Stored dataset items
================================

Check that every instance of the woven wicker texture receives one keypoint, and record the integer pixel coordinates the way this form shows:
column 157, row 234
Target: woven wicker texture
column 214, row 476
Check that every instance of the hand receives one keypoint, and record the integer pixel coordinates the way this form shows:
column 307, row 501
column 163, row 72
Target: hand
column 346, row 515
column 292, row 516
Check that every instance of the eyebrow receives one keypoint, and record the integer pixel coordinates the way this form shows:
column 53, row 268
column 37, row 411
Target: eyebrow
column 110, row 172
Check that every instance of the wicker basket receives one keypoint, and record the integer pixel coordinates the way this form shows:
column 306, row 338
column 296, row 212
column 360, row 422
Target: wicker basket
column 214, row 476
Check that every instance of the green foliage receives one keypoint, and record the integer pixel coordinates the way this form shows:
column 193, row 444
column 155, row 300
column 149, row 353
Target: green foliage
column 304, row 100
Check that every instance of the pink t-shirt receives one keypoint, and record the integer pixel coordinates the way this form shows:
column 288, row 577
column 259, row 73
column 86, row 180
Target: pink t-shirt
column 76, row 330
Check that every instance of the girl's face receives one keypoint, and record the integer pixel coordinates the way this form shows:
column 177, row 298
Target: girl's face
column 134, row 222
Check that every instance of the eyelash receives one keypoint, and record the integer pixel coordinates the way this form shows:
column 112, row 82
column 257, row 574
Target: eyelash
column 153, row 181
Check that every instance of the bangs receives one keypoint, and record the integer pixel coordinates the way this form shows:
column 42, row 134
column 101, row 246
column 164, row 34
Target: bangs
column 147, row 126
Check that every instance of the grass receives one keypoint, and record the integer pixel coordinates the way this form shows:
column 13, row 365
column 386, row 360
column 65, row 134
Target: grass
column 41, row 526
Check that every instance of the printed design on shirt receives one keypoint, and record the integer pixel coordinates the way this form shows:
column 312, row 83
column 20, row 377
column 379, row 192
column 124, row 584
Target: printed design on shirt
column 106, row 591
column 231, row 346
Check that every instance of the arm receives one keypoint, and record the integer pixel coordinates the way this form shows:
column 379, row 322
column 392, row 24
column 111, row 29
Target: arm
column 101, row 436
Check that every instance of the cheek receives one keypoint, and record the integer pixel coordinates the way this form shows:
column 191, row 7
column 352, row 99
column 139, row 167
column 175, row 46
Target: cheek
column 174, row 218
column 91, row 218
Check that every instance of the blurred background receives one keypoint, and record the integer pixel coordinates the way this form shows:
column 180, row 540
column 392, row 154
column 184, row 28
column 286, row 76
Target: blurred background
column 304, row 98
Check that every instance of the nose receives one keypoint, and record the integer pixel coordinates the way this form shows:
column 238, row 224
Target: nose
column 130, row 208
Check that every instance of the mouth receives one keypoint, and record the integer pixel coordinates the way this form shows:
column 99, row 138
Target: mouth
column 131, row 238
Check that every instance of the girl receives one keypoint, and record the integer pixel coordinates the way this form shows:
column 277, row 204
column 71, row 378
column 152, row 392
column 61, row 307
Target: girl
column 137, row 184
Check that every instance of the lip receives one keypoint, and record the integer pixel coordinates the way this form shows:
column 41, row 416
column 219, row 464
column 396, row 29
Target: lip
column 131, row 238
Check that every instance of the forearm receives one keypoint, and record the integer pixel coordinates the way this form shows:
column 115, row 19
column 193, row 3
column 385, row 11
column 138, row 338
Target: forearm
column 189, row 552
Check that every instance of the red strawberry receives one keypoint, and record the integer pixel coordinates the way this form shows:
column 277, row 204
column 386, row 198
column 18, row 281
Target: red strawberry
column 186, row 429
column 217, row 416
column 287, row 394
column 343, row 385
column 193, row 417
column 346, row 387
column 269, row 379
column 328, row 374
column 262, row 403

================================

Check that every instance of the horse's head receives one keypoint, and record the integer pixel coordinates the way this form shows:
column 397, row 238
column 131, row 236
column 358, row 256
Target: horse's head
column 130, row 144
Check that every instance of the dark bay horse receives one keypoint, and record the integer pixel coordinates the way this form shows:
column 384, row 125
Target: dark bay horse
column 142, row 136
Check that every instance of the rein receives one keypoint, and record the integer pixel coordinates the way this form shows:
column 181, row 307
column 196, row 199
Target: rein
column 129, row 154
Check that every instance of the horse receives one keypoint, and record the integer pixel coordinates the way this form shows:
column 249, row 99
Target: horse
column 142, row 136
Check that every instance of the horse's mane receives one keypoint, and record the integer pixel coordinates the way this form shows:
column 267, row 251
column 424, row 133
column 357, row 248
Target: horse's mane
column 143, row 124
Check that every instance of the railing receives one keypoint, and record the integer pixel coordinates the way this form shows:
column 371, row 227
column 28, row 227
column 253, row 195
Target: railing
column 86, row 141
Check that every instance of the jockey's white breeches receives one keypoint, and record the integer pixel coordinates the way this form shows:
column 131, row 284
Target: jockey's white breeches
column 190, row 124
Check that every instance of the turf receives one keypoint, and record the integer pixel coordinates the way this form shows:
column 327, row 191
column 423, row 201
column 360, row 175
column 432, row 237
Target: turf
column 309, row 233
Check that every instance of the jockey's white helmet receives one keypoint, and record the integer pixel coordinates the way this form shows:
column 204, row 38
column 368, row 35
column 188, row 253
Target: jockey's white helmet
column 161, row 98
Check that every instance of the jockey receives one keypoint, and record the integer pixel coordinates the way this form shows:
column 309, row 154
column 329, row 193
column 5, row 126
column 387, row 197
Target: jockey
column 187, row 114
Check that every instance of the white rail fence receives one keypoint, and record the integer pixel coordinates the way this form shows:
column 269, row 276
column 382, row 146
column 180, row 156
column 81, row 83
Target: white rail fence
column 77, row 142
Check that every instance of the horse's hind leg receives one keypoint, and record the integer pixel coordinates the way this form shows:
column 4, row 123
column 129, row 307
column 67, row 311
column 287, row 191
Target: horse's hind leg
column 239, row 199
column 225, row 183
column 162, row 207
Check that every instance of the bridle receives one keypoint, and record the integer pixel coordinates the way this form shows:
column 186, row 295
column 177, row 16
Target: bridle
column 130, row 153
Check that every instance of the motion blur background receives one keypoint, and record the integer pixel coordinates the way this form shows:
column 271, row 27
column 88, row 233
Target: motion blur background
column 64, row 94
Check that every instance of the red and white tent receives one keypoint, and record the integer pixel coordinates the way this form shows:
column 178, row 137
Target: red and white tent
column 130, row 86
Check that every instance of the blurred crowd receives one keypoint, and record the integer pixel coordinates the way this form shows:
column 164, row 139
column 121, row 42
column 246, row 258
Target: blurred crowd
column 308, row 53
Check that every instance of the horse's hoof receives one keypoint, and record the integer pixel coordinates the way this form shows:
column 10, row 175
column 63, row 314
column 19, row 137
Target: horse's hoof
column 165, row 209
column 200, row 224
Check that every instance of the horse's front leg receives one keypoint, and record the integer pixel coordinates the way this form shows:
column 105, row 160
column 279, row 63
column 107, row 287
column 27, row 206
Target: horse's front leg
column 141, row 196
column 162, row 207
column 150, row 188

================================

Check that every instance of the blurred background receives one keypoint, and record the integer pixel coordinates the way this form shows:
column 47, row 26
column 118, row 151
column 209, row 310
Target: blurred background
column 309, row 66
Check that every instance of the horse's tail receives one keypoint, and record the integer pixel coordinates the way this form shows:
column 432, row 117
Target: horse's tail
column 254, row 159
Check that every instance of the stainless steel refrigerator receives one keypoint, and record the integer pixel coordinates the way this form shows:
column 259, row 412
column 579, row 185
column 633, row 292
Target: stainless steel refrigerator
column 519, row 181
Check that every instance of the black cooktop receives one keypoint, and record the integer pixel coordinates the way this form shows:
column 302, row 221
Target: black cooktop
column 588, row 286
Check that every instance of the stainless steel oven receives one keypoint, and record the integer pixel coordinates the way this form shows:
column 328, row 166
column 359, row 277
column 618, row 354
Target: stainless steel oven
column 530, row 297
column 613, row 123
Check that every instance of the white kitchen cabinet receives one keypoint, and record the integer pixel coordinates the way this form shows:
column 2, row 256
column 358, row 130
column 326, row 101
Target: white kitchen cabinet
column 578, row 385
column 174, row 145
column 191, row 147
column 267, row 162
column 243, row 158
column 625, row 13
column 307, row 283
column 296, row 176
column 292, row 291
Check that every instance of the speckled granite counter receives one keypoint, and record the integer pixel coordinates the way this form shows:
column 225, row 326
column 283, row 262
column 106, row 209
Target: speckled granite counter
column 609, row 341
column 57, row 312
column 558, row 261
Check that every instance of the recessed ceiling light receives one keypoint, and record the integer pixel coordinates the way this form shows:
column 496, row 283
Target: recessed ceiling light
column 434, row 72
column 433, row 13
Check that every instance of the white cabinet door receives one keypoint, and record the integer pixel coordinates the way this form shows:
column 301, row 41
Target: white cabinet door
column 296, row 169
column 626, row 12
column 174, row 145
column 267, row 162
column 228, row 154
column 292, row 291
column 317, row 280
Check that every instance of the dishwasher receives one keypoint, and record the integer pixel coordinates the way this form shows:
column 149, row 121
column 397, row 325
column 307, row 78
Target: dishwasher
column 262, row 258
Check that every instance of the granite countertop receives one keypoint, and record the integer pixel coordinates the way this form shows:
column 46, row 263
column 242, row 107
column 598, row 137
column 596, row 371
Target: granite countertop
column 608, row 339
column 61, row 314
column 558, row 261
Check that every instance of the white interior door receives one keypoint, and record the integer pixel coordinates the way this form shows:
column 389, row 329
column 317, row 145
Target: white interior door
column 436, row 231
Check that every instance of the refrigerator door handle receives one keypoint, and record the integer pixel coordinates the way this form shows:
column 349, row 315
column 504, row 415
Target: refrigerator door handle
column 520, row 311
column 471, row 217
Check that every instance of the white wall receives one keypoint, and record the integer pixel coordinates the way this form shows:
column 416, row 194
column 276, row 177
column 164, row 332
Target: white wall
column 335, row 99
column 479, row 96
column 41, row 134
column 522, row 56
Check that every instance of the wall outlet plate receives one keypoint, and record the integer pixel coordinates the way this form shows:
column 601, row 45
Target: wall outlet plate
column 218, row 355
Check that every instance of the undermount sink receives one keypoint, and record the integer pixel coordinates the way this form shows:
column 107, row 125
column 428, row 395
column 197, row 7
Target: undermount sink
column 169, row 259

================================

JOB -> Please reproduce the lines above verbatim, from the line containing "Check that every instance of the nose" up to and including the line containing "column 189, row 552".

ANSWER FOR THE TASK ->
Check that every instance of the nose receives one keypoint, and record the integer pixel coordinates the way this form shows:
column 238, row 224
Target: nose
column 130, row 208
Check that every instance of the mouth receives one keypoint, and record the integer pixel coordinates the way this form shows:
column 99, row 138
Target: mouth
column 131, row 238
Check that every instance of the girl receives one keypoint, and record the integer pixel coordinates the way this form shows:
column 277, row 204
column 71, row 378
column 152, row 392
column 61, row 307
Target: girl
column 137, row 184
Check that every instance of the lip receives one keypoint, and record the integer pixel coordinates the way this form shows:
column 41, row 416
column 219, row 464
column 396, row 29
Target: lip
column 131, row 238
Check that every instance of the forearm receives one keypoint, and record the integer pixel coordinates the way this form shows:
column 115, row 19
column 193, row 3
column 385, row 11
column 138, row 338
Target: forearm
column 189, row 552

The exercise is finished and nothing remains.